[Dataset entries]

+--

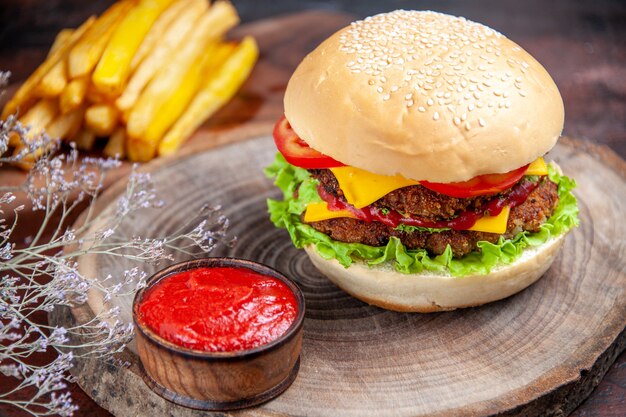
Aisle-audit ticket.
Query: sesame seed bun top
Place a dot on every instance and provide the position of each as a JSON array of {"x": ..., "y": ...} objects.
[{"x": 425, "y": 95}]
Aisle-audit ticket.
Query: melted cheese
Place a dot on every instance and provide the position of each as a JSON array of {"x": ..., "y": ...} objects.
[
  {"x": 316, "y": 212},
  {"x": 496, "y": 224},
  {"x": 538, "y": 167},
  {"x": 362, "y": 188}
]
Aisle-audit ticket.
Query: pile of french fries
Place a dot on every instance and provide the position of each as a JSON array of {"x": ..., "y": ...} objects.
[{"x": 145, "y": 74}]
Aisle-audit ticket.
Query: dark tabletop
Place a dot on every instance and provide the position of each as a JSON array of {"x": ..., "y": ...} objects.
[{"x": 582, "y": 44}]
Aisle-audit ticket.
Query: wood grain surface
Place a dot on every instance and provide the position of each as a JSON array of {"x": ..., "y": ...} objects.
[
  {"x": 579, "y": 45},
  {"x": 538, "y": 353}
]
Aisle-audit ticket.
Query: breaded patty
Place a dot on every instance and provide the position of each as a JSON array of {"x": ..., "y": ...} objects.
[{"x": 528, "y": 216}]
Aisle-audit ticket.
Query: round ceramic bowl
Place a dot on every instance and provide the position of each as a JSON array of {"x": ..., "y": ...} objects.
[{"x": 219, "y": 380}]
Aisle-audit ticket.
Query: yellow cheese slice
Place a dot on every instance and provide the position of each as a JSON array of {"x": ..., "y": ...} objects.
[
  {"x": 537, "y": 167},
  {"x": 495, "y": 224},
  {"x": 316, "y": 212},
  {"x": 362, "y": 188}
]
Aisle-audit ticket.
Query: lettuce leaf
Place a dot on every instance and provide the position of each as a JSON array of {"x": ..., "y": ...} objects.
[{"x": 299, "y": 189}]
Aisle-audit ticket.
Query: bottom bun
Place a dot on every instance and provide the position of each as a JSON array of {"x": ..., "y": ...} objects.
[{"x": 428, "y": 291}]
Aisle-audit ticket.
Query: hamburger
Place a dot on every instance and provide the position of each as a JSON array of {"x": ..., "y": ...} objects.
[{"x": 411, "y": 160}]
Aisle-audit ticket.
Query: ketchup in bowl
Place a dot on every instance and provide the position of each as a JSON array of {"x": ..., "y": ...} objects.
[{"x": 219, "y": 309}]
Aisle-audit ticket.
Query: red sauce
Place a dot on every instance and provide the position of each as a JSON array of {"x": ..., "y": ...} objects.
[
  {"x": 219, "y": 309},
  {"x": 462, "y": 221}
]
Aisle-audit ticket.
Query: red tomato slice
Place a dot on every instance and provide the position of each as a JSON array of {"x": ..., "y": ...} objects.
[
  {"x": 481, "y": 185},
  {"x": 296, "y": 151}
]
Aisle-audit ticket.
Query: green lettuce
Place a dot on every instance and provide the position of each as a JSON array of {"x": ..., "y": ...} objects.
[{"x": 300, "y": 189}]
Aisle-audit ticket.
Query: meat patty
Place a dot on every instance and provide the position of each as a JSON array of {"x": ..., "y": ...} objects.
[
  {"x": 414, "y": 200},
  {"x": 528, "y": 216}
]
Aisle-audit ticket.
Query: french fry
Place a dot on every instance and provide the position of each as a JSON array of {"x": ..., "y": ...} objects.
[
  {"x": 218, "y": 89},
  {"x": 219, "y": 18},
  {"x": 53, "y": 83},
  {"x": 66, "y": 125},
  {"x": 24, "y": 96},
  {"x": 84, "y": 56},
  {"x": 85, "y": 139},
  {"x": 74, "y": 94},
  {"x": 60, "y": 39},
  {"x": 95, "y": 96},
  {"x": 161, "y": 53},
  {"x": 157, "y": 30},
  {"x": 38, "y": 117},
  {"x": 101, "y": 118},
  {"x": 116, "y": 146},
  {"x": 113, "y": 68}
]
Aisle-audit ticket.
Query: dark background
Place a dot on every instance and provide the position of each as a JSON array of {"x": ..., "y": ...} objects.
[{"x": 581, "y": 43}]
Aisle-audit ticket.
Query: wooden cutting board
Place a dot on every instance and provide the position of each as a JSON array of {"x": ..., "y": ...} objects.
[{"x": 538, "y": 353}]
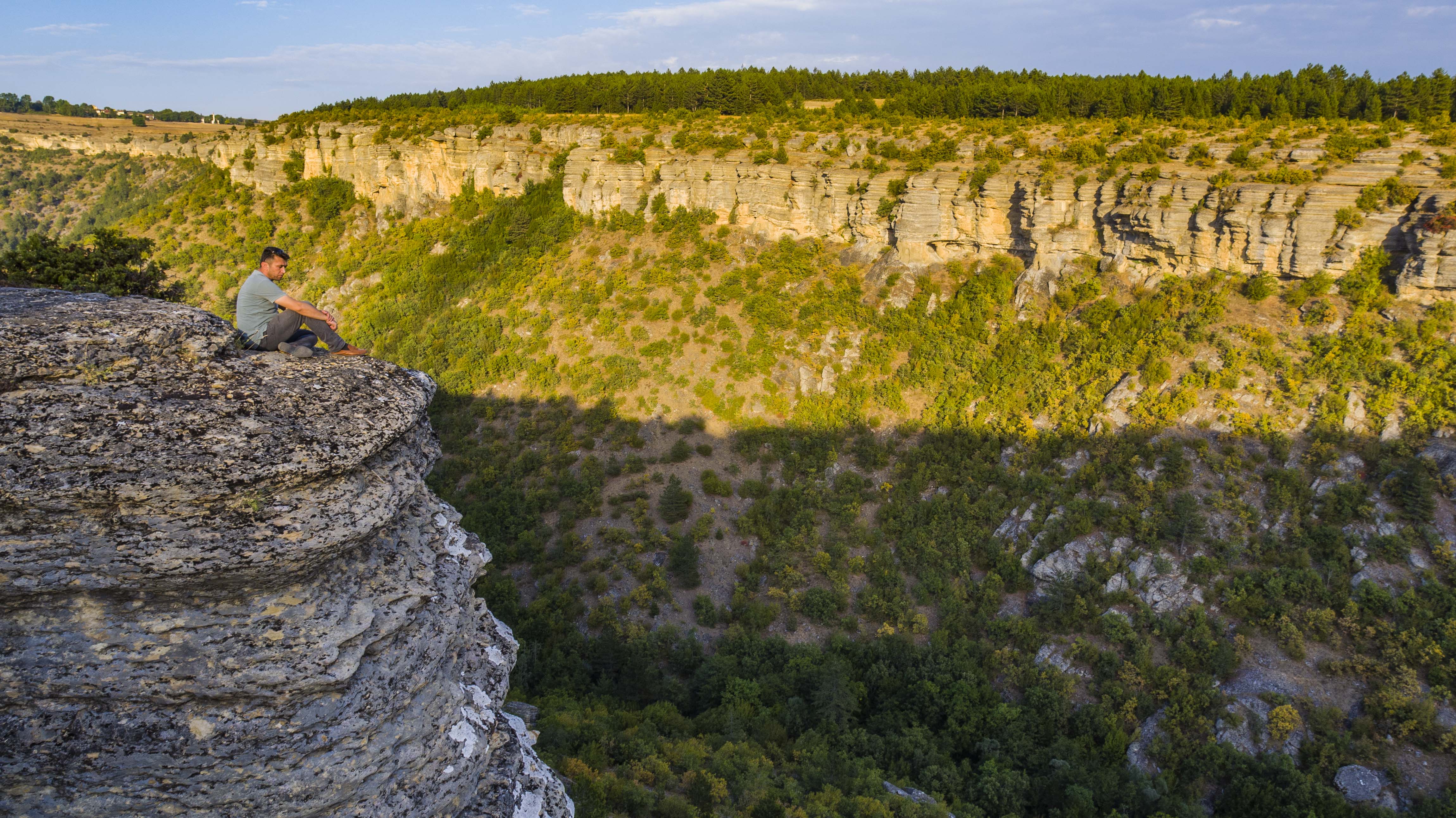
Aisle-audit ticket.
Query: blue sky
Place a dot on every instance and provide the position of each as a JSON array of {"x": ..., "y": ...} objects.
[{"x": 268, "y": 57}]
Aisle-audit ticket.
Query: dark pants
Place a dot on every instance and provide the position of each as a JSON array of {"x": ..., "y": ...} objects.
[{"x": 293, "y": 328}]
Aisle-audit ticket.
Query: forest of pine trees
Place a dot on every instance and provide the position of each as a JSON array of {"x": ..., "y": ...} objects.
[{"x": 1311, "y": 92}]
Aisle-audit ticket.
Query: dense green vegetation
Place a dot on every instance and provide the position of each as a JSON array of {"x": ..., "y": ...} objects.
[
  {"x": 22, "y": 104},
  {"x": 110, "y": 262},
  {"x": 654, "y": 722},
  {"x": 1311, "y": 92},
  {"x": 874, "y": 510}
]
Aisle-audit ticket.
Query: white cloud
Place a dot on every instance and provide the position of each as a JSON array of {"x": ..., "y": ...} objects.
[
  {"x": 708, "y": 11},
  {"x": 69, "y": 28}
]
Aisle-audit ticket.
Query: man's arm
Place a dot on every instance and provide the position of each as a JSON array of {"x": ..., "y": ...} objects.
[{"x": 308, "y": 311}]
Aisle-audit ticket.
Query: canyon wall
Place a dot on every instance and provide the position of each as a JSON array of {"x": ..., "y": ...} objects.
[
  {"x": 225, "y": 588},
  {"x": 1178, "y": 225}
]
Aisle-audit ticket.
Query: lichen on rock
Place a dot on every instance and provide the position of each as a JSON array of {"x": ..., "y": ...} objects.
[{"x": 225, "y": 588}]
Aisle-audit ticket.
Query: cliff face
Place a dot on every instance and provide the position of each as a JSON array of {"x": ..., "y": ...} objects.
[
  {"x": 225, "y": 588},
  {"x": 1176, "y": 226}
]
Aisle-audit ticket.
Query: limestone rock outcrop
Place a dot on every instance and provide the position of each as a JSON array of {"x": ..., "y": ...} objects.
[
  {"x": 1177, "y": 225},
  {"x": 225, "y": 588}
]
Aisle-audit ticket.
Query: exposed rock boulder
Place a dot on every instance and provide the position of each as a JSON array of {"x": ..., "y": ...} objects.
[
  {"x": 1167, "y": 588},
  {"x": 1363, "y": 785},
  {"x": 225, "y": 588},
  {"x": 1069, "y": 559}
]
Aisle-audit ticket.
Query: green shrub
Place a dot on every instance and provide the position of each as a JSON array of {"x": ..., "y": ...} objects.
[
  {"x": 111, "y": 264},
  {"x": 327, "y": 197},
  {"x": 1258, "y": 287},
  {"x": 675, "y": 504}
]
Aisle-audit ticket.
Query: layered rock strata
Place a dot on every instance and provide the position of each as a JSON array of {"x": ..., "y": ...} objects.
[
  {"x": 1177, "y": 225},
  {"x": 225, "y": 588}
]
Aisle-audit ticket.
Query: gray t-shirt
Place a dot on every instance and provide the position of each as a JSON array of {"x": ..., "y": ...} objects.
[{"x": 257, "y": 305}]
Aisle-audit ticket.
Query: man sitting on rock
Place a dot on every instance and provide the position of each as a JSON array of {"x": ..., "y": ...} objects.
[{"x": 274, "y": 321}]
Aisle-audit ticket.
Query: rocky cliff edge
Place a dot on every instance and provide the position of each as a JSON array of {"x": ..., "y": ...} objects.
[{"x": 225, "y": 588}]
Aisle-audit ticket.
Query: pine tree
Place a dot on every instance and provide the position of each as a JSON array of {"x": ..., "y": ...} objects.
[
  {"x": 682, "y": 563},
  {"x": 675, "y": 503},
  {"x": 1411, "y": 491}
]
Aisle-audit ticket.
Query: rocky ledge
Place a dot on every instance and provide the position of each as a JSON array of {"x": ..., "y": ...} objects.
[{"x": 225, "y": 588}]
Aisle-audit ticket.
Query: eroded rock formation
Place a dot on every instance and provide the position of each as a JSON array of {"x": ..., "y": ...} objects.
[
  {"x": 225, "y": 588},
  {"x": 1177, "y": 225}
]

+--

Copy exactly the stretch of data above from the line with "Query: lichen on rock" through the line with "Query: limestone rock outcrop", and omit all other lines.

## [Response box]
Query: lichen on rock
Place a dot on every instance and provide the position of each as a JSON array of {"x": ..., "y": ...} objects.
[{"x": 225, "y": 588}]
Aisle-audit ticket.
Query: cliff face
Place a dot on every instance and provide the position of each as a JSON array of {"x": ..., "y": ...} objects.
[
  {"x": 225, "y": 588},
  {"x": 1176, "y": 226}
]
Aisle-audit ticket.
Query: limestone rock outcrop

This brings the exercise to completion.